▶ Directions: Starting at the top of the entries and ending with the line that contains "[0,520,743,600]", put each line into a Markdown table with the columns Row and Text. Number the rows and skip any blank lines.

>> start Data supplied

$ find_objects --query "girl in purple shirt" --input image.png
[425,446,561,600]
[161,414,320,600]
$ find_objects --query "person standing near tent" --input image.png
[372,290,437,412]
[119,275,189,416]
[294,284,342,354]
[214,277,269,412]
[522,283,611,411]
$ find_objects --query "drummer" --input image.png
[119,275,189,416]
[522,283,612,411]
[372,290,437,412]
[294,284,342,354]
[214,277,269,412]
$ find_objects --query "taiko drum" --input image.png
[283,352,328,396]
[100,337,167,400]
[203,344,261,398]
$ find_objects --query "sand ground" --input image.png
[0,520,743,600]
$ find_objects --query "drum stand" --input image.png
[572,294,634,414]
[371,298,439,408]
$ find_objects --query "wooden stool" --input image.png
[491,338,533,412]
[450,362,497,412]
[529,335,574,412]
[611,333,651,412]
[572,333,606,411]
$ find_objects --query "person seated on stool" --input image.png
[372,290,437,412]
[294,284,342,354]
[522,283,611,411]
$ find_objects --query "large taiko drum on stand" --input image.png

>> end Data supplied

▶ Worked solution:
| Row | Text |
|---|---|
| 1 | $ find_objects --query "girl in purple shirt" --input image.png |
| 2 | [425,446,561,600] |
| 3 | [161,414,320,600] |
| 4 | $ find_objects --query "person standing near tent" --input image.png |
| 5 | [372,290,437,412] |
| 6 | [119,275,189,416] |
| 7 | [294,284,342,354] |
| 8 | [214,277,269,412] |
| 9 | [522,283,611,411] |
| 10 | $ find_objects --query "drummer" --input image.png |
| 11 | [119,275,189,416] |
| 12 | [522,283,612,411] |
| 13 | [372,290,437,412] |
| 14 | [294,284,342,354] |
| 15 | [214,277,269,412] |
| 16 | $ find_objects --query "taiko drum" --input image.png |
| 17 | [283,352,328,396] |
| 18 | [100,337,167,400] |
| 19 | [203,344,261,398] |
| 20 | $ find_objects --query "sand ground" --input image.png |
| 21 | [0,520,743,600] |